BEGIN MATERIAL PROVIDED

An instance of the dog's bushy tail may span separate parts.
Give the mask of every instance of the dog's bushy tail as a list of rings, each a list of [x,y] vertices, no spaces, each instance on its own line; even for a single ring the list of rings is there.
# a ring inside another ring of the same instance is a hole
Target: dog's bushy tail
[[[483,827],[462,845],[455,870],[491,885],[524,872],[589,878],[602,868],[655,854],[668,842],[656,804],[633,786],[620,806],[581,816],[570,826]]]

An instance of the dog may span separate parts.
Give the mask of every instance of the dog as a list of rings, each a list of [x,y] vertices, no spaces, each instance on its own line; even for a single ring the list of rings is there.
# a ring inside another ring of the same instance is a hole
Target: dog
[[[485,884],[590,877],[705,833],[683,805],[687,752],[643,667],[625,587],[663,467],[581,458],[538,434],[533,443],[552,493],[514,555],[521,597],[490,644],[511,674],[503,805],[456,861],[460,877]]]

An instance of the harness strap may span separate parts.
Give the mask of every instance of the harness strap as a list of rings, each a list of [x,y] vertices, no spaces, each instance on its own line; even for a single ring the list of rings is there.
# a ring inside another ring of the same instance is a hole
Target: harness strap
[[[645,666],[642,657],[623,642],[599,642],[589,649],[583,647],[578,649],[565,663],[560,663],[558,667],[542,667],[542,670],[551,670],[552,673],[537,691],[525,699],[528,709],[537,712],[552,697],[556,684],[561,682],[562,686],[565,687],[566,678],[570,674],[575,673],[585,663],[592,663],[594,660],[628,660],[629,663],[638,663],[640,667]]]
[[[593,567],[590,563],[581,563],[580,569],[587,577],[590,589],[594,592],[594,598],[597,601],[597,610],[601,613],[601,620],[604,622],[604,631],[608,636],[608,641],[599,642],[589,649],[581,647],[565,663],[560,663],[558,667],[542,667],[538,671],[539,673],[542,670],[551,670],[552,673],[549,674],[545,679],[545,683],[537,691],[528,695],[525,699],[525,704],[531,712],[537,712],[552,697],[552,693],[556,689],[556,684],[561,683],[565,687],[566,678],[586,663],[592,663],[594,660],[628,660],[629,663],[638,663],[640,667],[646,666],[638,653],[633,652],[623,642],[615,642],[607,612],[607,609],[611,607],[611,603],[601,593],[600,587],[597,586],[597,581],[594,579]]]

END MATERIAL PROVIDED

TASK TO CARRY OUT =
If a line in the data above holds the word "span", count it, and give only the final number.

SOLUTION FOR THIS PROBLEM =
3